Task statement:
Find each line in the records below that contains the word "extinguisher" and copy those lines out.

»»

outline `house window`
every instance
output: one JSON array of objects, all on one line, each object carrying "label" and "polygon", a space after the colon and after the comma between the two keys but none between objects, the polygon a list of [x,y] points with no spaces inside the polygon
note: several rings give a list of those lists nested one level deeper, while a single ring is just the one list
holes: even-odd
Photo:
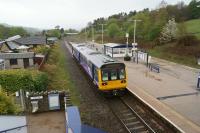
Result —
[{"label": "house window", "polygon": [[17,65],[17,59],[10,59],[10,65]]}]

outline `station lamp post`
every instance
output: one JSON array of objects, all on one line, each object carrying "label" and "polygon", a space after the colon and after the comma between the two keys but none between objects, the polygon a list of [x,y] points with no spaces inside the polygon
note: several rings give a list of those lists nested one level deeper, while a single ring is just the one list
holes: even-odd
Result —
[{"label": "station lamp post", "polygon": [[135,44],[135,34],[136,34],[136,26],[137,26],[137,22],[141,22],[142,20],[139,20],[139,19],[135,19],[134,20],[134,40],[133,40],[133,43]]},{"label": "station lamp post", "polygon": [[103,27],[104,27],[104,25],[106,25],[106,24],[99,24],[99,25],[101,25],[101,38],[102,38],[101,43],[103,44],[103,33],[104,33]]},{"label": "station lamp post", "polygon": [[129,37],[129,34],[126,33],[126,55],[128,54],[128,37]]},{"label": "station lamp post", "polygon": [[92,25],[92,42],[94,42],[94,25]]},{"label": "station lamp post", "polygon": [[85,42],[87,42],[87,29],[85,28]]}]

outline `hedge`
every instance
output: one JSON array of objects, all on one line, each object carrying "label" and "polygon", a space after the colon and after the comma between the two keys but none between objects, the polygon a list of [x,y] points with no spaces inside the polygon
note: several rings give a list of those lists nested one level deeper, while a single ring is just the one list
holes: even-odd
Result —
[{"label": "hedge", "polygon": [[20,108],[14,104],[11,97],[0,92],[0,115],[17,114],[20,111]]},{"label": "hedge", "polygon": [[44,91],[47,89],[48,77],[37,70],[12,69],[0,71],[0,85],[7,92],[20,89],[27,91]]}]

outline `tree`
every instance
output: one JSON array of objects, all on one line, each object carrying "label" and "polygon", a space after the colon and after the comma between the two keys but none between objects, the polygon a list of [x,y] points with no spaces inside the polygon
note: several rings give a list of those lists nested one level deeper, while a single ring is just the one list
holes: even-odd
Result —
[{"label": "tree", "polygon": [[116,23],[112,23],[108,26],[108,35],[111,38],[116,37],[120,34],[119,26]]},{"label": "tree", "polygon": [[160,43],[171,42],[176,38],[176,34],[177,34],[177,24],[175,22],[175,19],[172,18],[162,29],[161,36],[159,38]]},{"label": "tree", "polygon": [[192,0],[188,5],[190,19],[197,19],[200,17],[200,1]]}]

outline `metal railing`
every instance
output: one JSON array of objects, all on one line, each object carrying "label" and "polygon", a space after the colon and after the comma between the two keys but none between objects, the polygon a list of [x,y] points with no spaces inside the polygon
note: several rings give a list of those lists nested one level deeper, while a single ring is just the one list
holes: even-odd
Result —
[{"label": "metal railing", "polygon": [[8,131],[20,129],[20,128],[23,128],[23,127],[27,127],[27,125],[23,125],[23,126],[19,126],[19,127],[14,127],[14,128],[6,129],[6,130],[3,130],[3,131],[0,131],[0,133],[6,133]]}]

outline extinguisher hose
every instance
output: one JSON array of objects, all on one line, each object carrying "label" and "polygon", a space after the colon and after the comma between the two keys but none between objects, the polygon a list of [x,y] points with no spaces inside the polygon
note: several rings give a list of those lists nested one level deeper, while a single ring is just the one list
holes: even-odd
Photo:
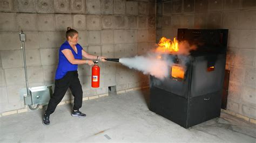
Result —
[{"label": "extinguisher hose", "polygon": [[105,59],[106,61],[112,62],[119,62],[119,59]]}]

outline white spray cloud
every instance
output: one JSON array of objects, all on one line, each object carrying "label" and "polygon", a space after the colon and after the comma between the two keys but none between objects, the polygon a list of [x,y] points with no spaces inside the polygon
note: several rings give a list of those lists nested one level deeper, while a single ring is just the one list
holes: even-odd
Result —
[{"label": "white spray cloud", "polygon": [[168,76],[169,69],[173,63],[170,59],[158,58],[153,53],[147,56],[121,58],[119,62],[130,68],[138,70],[144,74],[150,74],[161,80]]}]

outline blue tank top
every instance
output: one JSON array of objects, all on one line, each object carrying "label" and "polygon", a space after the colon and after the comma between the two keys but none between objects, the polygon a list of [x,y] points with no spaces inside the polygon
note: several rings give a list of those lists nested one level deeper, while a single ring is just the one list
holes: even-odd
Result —
[{"label": "blue tank top", "polygon": [[76,47],[77,49],[77,54],[72,48],[71,46],[70,46],[68,41],[65,41],[60,46],[60,48],[59,51],[59,63],[55,74],[55,80],[62,78],[66,75],[68,72],[77,70],[78,65],[71,63],[62,52],[62,51],[63,49],[69,49],[72,51],[75,59],[82,60],[82,50],[83,48],[78,44],[76,45]]}]

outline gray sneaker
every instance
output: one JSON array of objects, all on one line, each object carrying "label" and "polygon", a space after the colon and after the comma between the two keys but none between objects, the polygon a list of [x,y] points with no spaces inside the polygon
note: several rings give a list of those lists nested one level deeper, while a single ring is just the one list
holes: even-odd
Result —
[{"label": "gray sneaker", "polygon": [[86,115],[85,114],[80,112],[80,111],[79,111],[79,110],[77,110],[76,111],[73,111],[72,112],[71,116],[73,116],[73,117],[80,117],[80,118],[83,118],[83,117],[85,117],[85,116],[86,116]]}]

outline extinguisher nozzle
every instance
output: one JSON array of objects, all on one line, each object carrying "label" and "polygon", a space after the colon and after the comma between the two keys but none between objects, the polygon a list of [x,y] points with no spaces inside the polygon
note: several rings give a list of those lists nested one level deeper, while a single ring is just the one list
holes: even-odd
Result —
[{"label": "extinguisher nozzle", "polygon": [[112,62],[119,62],[119,59],[105,59],[106,61]]}]

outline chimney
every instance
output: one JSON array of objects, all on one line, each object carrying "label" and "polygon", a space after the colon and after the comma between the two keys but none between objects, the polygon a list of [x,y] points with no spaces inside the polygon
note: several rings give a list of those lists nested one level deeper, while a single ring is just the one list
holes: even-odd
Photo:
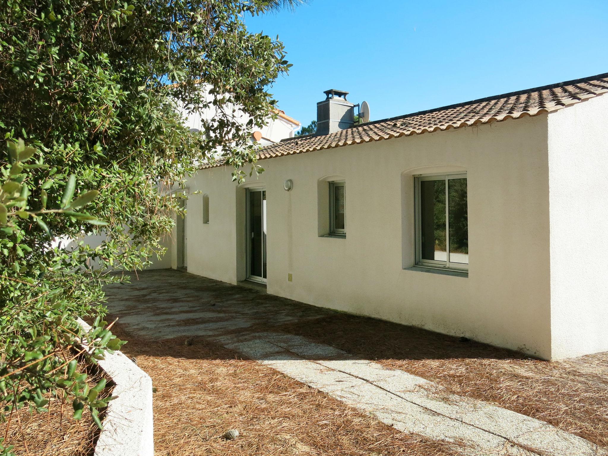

««

Finished task:
outline extinguisher hose
[{"label": "extinguisher hose", "polygon": [[105,59],[106,61],[112,62],[119,62],[119,59]]}]
outline extinguisher nozzle
[{"label": "extinguisher nozzle", "polygon": [[112,62],[119,62],[119,59],[105,59],[106,61]]}]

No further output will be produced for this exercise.